◆ **Tasks and exercises**:
1) Please translate this sentence from the Btrfs post into Spanish: "Setting nodatacow makes sense particularly when using qcow2, since qcow2 is already potentially performing copy-on-write."
2) Reproduce, word for word, the part of the Btrfs post that opens with the words containing "Setting 'nodatacow' on" and closes with "no data checksums.".

[Excerpt start]

Setting 'nodatacow' on VM image when on Btrfs
Daniel P. Berrangé
berrange at redhat.com
Fri Jul 10 12:15:58 UTC 2020
On Thu, Jul 09, 2020 at 02:15:50PM -0600, Chris Murphy wrote:
> On Thu, Jul 9, 2020 at 12:27 PM Daniel P. Berrangé <berrange at redhat.com> wrote:
> > On Thu, Jul 09, 2020 at 08:30:14AM -0600, Chris Murphy wrote:
> > > It's generally recommended by upstream Btrfs development to set
> > > 'nodatacow' using 'chattr +C' on the containing directory for VM
> > > images. By setting it on the containing directory it means new VM
> > > images inherit the attribute, including images copied to this
> > > location.
> > >
> > > But 'nodatacow' also implies no compression and no data checksums.
> > > Could there be use cases in which it's preferred to do compression and
> > > checksumming on VM images? In that case the fragmentation problem can
> > > be mitigated by periodic defragmentation.
> > Setting nodatacow makes sense particularly when using qcow2, since
> > qcow2 is already potentially performing copy-on-write.
> > Skipping compression and data checksums is reasonable in many cases,
> > as the OS inside the VM is often going to be able todo this itself,
> > so we don't want double checksums or double compression as it just
> > wastes performance.

[Excerpt end]
[Data start]

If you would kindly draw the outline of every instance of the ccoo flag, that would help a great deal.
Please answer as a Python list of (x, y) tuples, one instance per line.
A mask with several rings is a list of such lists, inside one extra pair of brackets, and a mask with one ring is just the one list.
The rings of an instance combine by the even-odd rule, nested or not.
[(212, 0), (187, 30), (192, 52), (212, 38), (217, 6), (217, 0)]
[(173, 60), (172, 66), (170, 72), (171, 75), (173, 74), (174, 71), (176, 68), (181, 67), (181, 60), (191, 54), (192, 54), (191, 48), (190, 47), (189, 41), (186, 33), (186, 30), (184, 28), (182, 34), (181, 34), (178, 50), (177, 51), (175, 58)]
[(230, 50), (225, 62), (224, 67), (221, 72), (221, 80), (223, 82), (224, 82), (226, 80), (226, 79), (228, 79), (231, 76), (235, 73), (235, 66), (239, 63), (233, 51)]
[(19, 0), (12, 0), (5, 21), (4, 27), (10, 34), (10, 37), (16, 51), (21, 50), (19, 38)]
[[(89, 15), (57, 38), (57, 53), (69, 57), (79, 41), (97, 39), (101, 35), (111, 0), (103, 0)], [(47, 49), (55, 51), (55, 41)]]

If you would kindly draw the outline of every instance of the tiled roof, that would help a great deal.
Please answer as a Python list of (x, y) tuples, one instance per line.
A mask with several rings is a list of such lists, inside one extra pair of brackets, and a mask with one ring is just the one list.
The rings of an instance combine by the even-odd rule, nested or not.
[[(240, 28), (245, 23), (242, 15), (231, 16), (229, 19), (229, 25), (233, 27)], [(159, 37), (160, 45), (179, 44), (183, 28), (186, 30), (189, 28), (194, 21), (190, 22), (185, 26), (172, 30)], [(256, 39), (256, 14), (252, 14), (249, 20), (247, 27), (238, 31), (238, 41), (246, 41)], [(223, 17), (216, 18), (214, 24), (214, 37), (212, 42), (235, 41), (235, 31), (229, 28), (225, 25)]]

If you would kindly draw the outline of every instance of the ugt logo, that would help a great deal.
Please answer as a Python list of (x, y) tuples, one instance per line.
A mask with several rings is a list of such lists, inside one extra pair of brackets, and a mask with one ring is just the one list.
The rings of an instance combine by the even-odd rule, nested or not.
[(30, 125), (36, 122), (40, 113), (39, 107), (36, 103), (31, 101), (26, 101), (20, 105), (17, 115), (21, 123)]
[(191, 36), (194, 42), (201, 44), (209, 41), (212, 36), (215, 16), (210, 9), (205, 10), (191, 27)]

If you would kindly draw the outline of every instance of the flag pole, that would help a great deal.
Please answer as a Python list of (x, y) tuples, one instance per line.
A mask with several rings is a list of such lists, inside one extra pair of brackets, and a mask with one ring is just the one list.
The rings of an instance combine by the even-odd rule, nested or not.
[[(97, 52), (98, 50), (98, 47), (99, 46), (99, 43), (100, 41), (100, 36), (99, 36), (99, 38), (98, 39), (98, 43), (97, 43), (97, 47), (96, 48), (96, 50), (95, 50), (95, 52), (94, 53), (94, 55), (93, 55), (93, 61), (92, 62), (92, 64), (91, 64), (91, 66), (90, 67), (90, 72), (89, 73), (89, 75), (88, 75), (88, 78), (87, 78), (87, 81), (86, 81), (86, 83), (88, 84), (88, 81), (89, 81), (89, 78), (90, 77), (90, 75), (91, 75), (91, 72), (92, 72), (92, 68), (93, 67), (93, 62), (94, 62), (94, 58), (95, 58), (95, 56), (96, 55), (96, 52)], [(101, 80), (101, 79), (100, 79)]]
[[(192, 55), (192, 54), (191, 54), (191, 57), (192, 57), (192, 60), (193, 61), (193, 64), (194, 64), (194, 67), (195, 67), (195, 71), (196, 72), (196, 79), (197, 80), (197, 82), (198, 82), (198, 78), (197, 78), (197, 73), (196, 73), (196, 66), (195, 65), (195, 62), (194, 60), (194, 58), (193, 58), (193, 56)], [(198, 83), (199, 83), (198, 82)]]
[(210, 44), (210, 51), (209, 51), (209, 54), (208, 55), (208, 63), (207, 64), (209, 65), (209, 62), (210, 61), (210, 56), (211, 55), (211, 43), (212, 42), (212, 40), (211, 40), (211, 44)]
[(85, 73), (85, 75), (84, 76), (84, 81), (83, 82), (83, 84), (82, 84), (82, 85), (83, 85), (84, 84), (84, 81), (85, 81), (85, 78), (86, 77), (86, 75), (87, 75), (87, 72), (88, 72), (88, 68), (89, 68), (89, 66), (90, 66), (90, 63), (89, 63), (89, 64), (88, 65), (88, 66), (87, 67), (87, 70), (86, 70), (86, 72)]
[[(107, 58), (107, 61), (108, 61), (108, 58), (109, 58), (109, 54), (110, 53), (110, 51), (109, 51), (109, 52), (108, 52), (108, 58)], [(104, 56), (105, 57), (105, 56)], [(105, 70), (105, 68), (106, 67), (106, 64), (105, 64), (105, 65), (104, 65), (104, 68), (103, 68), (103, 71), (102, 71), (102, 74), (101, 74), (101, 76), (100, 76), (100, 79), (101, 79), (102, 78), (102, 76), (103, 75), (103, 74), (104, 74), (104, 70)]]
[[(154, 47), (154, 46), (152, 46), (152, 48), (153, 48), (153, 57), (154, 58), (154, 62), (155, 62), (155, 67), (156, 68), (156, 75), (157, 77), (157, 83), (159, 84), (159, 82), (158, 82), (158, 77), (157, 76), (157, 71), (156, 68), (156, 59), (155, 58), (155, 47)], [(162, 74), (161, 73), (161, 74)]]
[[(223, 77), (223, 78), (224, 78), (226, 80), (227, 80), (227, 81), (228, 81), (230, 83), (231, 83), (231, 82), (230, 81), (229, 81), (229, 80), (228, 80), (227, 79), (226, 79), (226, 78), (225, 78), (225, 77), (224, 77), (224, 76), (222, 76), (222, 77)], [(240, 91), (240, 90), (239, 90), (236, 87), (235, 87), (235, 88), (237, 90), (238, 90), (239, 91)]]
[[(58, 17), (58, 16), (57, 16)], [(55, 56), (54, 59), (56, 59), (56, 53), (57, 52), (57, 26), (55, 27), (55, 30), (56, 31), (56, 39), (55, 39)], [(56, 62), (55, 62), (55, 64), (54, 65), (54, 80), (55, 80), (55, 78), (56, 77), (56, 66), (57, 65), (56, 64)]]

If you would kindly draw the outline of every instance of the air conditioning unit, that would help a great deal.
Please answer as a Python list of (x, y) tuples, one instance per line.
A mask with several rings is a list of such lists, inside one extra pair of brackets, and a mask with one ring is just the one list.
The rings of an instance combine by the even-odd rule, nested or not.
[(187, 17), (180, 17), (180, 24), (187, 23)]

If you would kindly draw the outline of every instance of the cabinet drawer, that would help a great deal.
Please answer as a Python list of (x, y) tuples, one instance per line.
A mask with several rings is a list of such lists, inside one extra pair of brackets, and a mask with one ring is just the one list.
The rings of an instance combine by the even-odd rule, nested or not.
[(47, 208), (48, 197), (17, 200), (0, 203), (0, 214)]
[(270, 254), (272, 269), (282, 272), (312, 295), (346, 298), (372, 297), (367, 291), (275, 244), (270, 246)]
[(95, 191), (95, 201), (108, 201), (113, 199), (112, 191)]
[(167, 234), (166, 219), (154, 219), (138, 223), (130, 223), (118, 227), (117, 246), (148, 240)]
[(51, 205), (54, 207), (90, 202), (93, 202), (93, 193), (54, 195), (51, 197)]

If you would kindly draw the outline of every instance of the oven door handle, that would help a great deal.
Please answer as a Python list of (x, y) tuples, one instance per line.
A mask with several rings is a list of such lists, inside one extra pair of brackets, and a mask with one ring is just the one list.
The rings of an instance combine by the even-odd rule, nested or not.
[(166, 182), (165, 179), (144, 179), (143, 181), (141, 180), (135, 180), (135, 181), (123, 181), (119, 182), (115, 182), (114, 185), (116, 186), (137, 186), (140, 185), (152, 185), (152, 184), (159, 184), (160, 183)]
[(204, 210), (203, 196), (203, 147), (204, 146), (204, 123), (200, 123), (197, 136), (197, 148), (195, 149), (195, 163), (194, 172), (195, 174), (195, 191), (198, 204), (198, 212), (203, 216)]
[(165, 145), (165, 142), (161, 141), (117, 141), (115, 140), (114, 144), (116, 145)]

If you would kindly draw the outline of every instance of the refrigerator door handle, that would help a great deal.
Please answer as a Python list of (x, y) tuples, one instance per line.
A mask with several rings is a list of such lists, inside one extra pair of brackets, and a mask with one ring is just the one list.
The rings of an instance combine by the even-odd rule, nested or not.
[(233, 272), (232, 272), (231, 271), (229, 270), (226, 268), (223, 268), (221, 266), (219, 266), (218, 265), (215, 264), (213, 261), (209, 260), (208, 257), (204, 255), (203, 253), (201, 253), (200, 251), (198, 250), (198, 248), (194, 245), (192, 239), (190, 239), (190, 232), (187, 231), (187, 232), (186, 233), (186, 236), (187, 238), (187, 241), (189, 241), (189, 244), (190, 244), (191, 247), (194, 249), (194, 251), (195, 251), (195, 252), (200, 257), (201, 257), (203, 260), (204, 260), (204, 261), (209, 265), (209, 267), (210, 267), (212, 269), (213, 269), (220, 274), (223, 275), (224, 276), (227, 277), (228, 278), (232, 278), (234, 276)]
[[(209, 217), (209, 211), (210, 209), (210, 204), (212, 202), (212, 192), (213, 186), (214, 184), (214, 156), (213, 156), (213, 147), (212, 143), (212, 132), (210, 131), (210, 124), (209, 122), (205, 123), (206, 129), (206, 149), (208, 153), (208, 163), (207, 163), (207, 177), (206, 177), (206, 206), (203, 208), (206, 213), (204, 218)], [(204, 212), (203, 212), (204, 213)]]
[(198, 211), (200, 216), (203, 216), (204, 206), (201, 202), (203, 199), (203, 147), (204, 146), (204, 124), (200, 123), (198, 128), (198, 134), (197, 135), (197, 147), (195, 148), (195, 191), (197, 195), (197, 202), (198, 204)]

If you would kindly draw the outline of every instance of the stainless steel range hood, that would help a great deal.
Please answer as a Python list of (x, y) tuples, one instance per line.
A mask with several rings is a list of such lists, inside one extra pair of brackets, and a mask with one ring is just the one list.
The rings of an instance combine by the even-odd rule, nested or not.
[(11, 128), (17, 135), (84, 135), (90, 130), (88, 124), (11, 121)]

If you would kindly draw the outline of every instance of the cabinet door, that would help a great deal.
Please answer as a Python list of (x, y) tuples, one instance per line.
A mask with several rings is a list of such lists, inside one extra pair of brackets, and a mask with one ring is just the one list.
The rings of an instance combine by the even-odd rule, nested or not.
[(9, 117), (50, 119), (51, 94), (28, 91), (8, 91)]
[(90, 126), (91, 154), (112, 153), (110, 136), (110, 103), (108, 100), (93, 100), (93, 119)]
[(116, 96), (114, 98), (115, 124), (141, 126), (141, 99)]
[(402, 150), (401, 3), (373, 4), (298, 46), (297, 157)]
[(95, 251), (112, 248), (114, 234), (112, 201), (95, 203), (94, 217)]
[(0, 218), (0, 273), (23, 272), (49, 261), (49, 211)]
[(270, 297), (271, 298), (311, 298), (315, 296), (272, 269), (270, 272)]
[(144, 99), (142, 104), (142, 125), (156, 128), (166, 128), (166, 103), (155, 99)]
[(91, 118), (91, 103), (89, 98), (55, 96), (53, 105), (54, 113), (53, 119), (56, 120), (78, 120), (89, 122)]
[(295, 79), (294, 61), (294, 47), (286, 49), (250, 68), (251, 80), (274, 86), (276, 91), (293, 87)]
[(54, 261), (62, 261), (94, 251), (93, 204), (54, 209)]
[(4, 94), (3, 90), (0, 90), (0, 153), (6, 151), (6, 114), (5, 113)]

[Data end]

◆ **Results for the exercise**:
1) Establecer nodatacow tiene sentido sobre todo al usar qcow2, ya que qcow2 posiblemente ya está realizando copia en escritura.

2)
Setting 'nodatacow' on VM image when on Btrfs
Daniel P. Berrangé
berrange at redhat.com
Fri Jul 10 12:15:58 UTC 2020
On Thu, Jul 09, 2020 at 02:15:50PM -0600, Chris Murphy wrote:
> On Thu, Jul 9, 2020 at 12:27 PM Daniel P. Berrangé <berrange at redhat.com> wrote:
> > On Thu, Jul 09, 2020 at 08:30:14AM -0600, Chris Murphy wrote:
> > > It's generally recommended by upstream Btrfs development to set
> > > 'nodatacow' using 'chattr +C' on the containing directory for VM
> > > images. By setting it on the containing directory it means new VM
> > > images inherit the attribute, including images copied to this
> > > location.
> > >
> > > But 'nodatacow' also implies no compression and no data checksums.